### SELECTED EXTRACT:
Define Generic Contact Template in templates.cfg:
Nagios installation gives a default generic contact template that can be used as a reference to build your contacts. Please note that all the directives mentioned in the generic-contact template below are mandatory. So, if you've decided not to use the generic-contact template definition in your contacts, you should define all these mandatory definitions inside your contacts yourself.
The following generic-contact is already available under /usr/local/etc/nagios/objects/templates.cfg. Also, the templates.cfg is included in the nagios.cfg by default as shown below.
Please note that any of these directives mentioned in the templates.cfg can be overridden when you define a real contact using this generic-template.
# grep templates /usr/local/etc/nagios/nagios.cfg
cfg_file=/usr/local/etc/nagios/objects/templates.cfg
Note: generic-contact is available under /usr/local/etc/nagios/objects/templates.cfg
define contact{ name generic-contact service_notification_period 24x7 host_notification_period 24x7 service_notification_options w,u,c,r,f,s host_notification_options d,u,r,f,s service_notification_commands notify-service-by-email host_notification_commands notify-host-by-email register 0 }
- Name - This defines the name of the contact template (generic-contact).
- service_notification_period - This defines when nagios can send notification about services issues (for example, Apache down). By default this is 24×7 timeperiod, which is defined under /usr/local/etc/nagios/objects/timeperiods.cfg
- host_notification_period - This defines when nagios can send notification about host issues (for example, server crashed). By default, this is 24×7 timeperiod.
- service_notification_options - This defines the type of service notification that can be sent out. By default this defines all possible service states including flapping events. This also includes the scheduled service downtime activities.
- host_notification_options - This defines the type of host notifications that can be sent out. By default this defines all possible host states including flapping events. This also includes the scheduled host downtime activities.
- service_notification_commands - By default this defines that the contact should get notification about service issues (for example, database down) via email. You can also define additional commands and add it to this directive. For example, you can define your own notify-service-by-sms command.
- host_notification_commands - By default this defines that the contact should get notification about host issues (for example, host down) via email. You can also define additional commands and add it to this directive. For example, you can define your own notify-host-by-sms command.

### GIVEN REQUEST:
Reproduce the part of the Nagios generic-contact excerpt starting at "- service_notification_options - This" and ending at "host downtime activities.".

(Collected data entries)
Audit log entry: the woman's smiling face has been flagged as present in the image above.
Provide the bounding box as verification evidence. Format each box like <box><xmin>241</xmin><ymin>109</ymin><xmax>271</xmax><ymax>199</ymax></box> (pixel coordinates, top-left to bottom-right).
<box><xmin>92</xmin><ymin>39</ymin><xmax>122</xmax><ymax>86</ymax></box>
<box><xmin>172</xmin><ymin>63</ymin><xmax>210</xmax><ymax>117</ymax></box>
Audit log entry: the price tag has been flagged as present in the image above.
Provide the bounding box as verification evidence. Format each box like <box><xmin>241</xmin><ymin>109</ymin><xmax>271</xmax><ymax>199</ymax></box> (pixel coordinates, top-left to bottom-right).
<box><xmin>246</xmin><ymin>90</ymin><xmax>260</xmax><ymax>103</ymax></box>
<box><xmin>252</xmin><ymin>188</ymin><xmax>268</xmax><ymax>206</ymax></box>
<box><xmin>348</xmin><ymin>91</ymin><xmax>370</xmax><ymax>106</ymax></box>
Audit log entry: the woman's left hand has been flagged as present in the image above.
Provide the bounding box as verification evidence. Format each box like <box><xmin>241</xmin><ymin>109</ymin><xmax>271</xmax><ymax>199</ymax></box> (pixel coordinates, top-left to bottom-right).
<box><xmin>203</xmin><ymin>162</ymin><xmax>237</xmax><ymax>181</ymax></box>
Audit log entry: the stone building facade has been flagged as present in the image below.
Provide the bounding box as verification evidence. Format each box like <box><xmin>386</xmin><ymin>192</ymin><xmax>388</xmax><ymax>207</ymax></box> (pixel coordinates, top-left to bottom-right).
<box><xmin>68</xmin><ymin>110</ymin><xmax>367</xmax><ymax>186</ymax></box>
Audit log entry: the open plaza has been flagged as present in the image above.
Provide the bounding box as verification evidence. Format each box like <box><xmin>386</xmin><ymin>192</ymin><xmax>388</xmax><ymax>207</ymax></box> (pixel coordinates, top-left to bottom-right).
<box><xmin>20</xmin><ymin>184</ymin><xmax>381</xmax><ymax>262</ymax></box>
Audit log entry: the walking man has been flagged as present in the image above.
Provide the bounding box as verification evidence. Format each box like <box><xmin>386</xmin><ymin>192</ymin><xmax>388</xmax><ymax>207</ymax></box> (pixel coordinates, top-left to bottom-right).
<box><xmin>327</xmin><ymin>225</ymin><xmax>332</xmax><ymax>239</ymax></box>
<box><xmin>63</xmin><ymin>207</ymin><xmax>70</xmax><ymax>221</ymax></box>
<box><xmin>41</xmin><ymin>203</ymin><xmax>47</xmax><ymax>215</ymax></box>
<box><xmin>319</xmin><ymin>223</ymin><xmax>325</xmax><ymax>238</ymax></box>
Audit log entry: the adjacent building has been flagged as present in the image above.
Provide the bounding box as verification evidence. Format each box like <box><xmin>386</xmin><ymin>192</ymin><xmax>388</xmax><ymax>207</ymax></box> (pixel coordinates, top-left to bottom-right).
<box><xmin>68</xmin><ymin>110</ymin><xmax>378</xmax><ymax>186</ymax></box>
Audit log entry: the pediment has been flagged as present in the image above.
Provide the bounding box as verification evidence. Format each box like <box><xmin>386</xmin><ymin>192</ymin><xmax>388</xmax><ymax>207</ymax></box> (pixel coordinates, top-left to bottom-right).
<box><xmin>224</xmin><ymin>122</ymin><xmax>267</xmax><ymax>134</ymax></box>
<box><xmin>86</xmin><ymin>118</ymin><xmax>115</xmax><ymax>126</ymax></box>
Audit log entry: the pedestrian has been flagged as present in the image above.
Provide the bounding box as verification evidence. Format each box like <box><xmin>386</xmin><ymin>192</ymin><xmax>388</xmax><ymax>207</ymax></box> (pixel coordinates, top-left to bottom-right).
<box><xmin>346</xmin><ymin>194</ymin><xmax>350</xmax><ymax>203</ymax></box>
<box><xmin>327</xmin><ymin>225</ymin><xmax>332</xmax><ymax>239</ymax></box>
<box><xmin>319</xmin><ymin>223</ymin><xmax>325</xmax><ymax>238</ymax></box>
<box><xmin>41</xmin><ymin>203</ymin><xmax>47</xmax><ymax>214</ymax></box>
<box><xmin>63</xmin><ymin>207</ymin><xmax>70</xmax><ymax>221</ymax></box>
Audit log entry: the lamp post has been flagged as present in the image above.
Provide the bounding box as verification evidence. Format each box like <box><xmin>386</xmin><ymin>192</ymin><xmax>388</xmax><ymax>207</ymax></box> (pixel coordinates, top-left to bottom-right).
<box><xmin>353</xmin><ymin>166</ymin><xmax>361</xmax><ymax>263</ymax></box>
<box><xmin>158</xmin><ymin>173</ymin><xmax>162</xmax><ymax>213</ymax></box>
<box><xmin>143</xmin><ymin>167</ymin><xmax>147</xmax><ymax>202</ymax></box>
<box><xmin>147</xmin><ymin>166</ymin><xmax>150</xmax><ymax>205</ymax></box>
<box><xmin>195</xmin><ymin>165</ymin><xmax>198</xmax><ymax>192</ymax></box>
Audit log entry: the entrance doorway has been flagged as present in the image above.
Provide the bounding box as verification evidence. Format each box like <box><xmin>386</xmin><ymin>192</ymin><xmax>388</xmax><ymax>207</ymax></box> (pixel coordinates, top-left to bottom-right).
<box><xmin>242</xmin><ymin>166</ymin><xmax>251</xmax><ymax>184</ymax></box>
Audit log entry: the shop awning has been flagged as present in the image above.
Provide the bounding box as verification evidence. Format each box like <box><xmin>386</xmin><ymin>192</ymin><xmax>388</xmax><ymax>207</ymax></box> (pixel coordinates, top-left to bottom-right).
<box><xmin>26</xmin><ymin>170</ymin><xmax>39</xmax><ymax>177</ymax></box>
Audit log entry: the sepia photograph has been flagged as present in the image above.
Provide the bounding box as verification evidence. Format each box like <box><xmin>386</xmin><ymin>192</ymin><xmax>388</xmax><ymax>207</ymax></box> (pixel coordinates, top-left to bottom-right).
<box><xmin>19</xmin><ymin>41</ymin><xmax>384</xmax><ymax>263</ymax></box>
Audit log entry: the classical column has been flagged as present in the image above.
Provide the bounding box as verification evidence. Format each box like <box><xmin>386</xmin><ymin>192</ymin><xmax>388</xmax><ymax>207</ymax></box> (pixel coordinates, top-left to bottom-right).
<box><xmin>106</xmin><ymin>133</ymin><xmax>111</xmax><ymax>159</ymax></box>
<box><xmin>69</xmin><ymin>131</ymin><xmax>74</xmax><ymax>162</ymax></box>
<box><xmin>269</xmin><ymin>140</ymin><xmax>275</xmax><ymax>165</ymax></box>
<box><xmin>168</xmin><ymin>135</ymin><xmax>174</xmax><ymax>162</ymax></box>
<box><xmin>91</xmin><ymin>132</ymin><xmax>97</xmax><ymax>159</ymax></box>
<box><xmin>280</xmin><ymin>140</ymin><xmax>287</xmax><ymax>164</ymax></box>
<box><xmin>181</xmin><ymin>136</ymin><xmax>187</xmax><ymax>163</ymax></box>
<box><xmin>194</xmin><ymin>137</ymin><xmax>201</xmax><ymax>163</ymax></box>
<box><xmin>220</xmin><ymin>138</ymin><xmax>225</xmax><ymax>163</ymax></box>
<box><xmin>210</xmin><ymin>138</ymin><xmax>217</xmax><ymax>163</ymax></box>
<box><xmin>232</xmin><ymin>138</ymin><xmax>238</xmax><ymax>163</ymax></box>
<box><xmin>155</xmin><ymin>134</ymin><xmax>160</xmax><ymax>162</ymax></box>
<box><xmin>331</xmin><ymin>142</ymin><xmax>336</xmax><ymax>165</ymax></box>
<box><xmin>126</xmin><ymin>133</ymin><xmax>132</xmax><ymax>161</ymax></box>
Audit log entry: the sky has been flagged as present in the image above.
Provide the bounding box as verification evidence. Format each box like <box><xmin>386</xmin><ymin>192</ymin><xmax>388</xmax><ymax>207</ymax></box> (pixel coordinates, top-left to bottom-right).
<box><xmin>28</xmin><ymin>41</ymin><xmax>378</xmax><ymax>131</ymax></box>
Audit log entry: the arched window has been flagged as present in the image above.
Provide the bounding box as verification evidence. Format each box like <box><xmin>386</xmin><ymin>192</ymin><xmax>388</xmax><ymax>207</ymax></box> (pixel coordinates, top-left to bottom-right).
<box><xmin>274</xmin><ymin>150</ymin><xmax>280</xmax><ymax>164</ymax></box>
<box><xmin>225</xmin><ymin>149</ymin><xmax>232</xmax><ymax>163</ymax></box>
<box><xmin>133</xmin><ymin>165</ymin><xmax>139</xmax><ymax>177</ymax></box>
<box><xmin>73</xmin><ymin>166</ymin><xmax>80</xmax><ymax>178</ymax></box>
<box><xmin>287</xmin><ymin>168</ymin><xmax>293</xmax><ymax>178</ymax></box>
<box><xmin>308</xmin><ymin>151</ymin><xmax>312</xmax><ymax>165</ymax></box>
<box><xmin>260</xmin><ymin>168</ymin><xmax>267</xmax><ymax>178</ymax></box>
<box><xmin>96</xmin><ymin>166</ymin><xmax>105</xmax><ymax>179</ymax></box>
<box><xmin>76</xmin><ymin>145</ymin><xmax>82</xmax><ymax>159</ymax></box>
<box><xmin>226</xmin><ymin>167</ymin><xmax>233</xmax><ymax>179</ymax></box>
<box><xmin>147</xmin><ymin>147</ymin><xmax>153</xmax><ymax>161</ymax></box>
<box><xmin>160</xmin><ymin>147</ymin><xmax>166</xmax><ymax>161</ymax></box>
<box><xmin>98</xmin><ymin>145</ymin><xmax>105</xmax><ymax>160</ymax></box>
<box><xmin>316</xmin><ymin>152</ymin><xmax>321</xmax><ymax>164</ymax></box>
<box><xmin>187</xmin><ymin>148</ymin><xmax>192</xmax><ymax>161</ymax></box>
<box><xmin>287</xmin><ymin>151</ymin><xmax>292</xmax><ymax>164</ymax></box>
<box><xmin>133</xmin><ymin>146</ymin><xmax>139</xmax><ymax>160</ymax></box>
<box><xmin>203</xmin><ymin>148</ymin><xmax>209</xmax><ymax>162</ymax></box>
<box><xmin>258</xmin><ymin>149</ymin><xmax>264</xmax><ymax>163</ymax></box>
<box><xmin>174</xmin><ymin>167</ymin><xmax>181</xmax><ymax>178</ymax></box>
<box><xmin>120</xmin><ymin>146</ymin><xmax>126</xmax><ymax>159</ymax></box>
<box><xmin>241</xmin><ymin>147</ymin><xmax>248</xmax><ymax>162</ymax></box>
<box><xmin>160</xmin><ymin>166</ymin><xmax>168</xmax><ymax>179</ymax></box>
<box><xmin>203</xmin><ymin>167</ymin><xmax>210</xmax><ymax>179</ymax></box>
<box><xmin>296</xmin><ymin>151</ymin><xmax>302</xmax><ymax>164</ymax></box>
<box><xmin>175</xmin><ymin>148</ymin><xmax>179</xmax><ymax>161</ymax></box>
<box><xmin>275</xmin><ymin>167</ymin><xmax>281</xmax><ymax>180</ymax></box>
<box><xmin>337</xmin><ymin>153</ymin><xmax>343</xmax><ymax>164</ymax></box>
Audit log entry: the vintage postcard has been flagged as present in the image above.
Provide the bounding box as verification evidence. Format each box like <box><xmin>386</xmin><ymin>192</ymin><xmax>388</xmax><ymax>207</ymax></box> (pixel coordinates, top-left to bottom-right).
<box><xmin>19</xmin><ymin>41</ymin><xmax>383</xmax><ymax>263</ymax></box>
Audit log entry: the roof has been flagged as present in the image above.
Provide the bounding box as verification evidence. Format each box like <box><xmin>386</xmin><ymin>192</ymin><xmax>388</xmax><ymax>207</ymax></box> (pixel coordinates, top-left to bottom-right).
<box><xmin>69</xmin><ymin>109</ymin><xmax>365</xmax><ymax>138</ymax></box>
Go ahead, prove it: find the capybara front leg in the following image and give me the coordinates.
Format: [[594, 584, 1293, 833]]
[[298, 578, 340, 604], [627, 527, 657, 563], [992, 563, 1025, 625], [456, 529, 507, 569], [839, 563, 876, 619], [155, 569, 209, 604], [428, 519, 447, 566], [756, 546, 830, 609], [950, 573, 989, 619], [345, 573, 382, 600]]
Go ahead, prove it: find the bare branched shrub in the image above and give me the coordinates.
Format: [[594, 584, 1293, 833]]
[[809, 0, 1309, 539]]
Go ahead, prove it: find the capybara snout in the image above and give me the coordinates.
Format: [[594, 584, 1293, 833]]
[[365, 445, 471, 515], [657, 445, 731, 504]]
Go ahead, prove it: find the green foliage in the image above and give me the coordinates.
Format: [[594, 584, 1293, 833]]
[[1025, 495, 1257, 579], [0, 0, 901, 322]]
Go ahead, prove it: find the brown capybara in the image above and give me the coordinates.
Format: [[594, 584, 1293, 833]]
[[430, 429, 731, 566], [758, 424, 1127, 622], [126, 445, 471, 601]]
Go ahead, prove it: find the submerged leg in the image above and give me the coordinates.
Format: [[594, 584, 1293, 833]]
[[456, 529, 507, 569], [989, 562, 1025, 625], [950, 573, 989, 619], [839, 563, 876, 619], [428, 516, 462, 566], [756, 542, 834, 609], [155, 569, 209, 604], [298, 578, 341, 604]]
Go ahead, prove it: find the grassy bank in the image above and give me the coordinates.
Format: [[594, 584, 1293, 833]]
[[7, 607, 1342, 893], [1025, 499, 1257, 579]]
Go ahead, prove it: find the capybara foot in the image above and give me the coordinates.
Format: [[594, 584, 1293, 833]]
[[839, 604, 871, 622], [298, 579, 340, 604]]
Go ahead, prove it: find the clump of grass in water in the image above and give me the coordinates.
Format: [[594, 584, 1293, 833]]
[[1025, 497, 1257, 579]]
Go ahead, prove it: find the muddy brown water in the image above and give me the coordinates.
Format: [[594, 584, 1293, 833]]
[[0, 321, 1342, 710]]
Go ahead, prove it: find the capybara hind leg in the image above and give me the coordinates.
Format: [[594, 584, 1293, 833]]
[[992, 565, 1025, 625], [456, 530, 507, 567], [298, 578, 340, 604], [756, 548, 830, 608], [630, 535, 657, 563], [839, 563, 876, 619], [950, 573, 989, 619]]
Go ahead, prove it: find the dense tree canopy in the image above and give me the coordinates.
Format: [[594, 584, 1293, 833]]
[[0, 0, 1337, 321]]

### FULL RESPONSE:
- service_notification_options - This defines the type of service notification that can be sent out. By default this defines all possible service states including flapping events. This also includes the scheduled service downtime activities.
- host_notification_options - This defines the type of host notifications that can be sent out. By default this defines all possible host states including flapping events. This also includes the scheduled host downtime activities.